Data records:
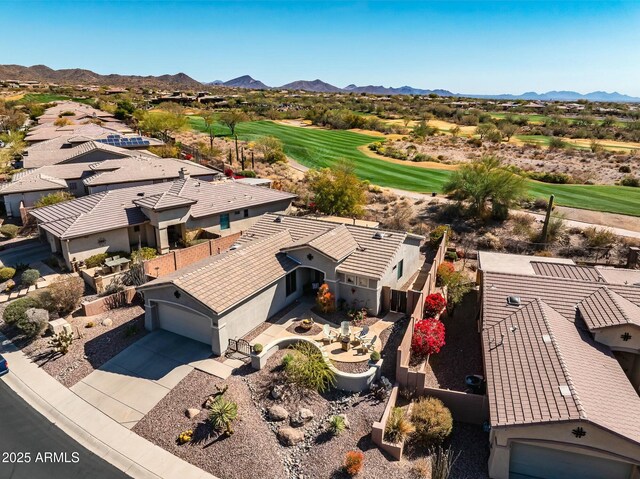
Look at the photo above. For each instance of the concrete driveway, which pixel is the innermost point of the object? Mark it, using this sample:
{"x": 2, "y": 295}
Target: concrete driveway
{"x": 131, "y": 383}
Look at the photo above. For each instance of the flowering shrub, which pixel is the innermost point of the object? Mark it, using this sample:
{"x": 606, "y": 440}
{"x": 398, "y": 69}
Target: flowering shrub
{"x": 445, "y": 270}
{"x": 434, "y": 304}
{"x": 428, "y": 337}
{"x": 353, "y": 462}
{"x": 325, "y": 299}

--

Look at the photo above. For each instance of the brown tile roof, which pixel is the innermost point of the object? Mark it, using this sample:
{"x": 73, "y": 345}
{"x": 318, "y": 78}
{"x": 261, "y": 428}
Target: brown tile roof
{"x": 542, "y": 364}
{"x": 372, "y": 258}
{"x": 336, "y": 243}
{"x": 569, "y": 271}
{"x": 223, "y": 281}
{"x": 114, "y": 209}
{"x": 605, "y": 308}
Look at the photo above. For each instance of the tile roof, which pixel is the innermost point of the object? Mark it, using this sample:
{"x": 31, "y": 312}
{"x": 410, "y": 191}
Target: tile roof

Do this: Pull out every line of the rows above that contains the word "driveway" and copy each one.

Result for this task:
Look at the photo above. For each instance of the concrete driveway, which pixel is the innermost point of the object? Mark it, using this sample:
Target: concrete driveway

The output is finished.